== Directions ==
Report every line of the data below that contains the string "sleeve", matching case exactly.

== Extracted information ==
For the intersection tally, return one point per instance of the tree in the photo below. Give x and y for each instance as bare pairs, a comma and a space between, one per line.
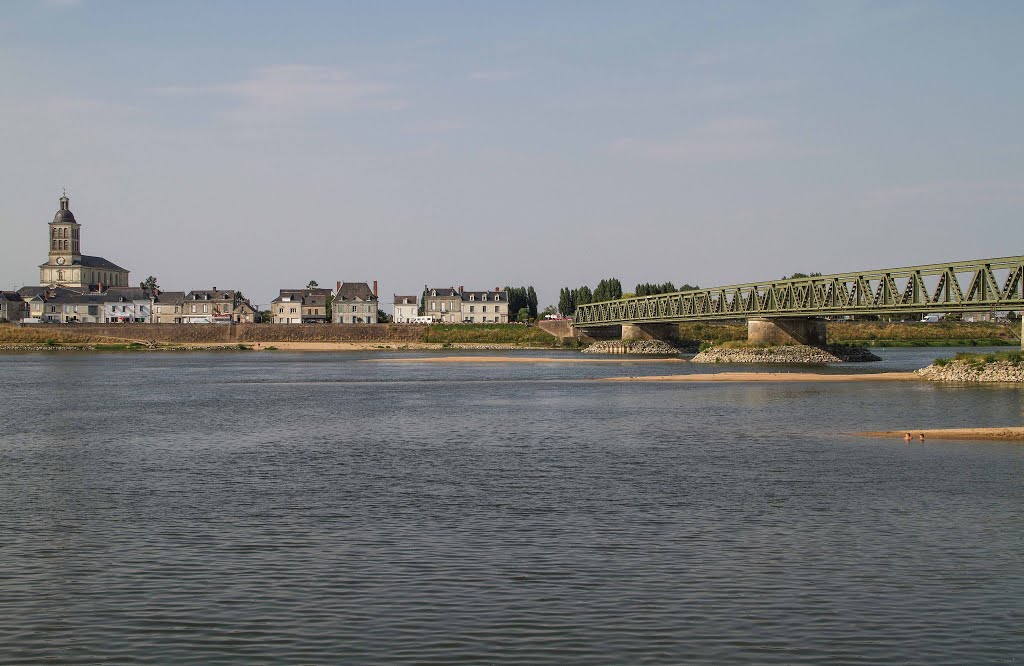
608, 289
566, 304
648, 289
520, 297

* * *

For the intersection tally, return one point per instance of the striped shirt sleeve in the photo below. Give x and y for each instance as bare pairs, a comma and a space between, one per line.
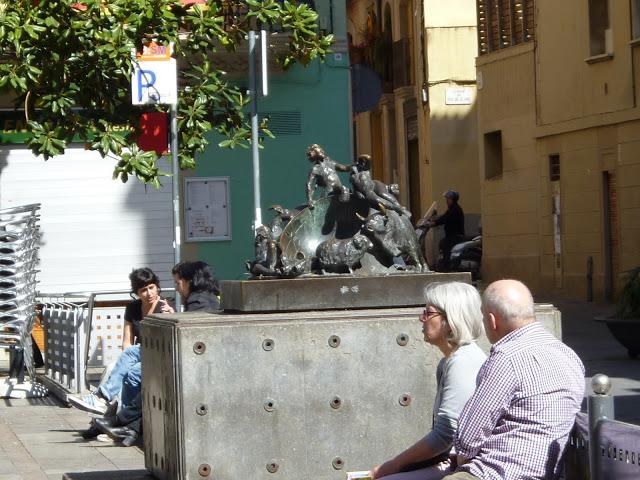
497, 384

==

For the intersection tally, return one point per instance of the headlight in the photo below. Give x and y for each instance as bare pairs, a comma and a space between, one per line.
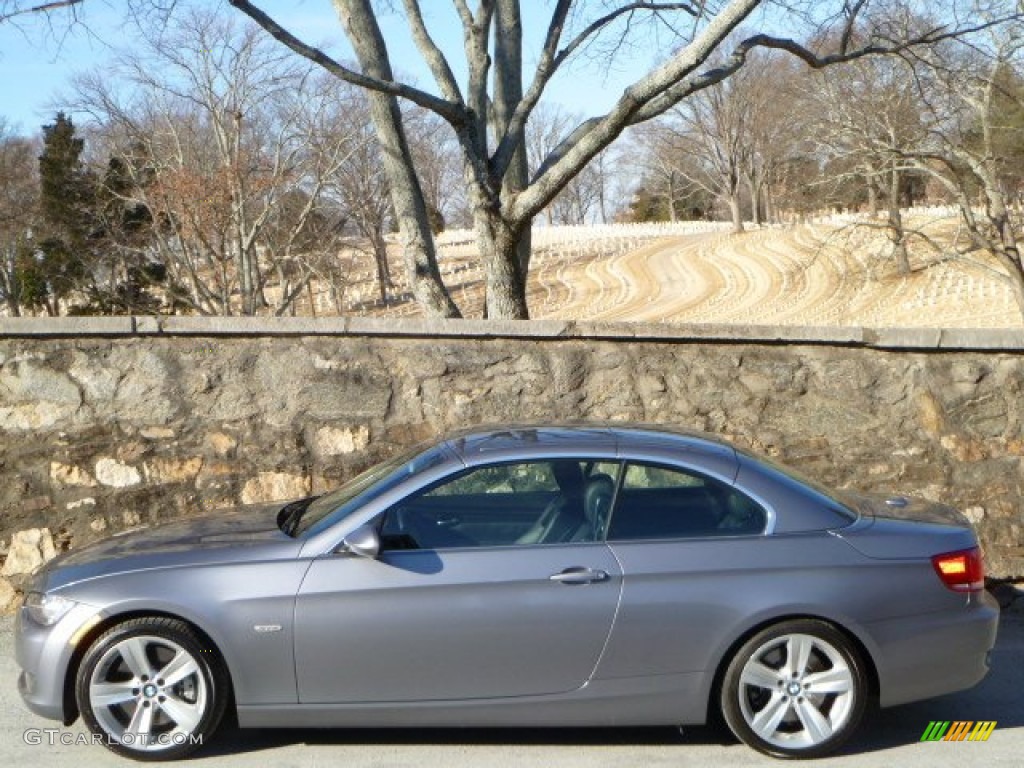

== Answer to the exercise ==
For the intersection tally, return one point per instance of the striped shirt sleeve in the photo below. Give x and y for each instance as bare pairs, a comma and a space between, one per line.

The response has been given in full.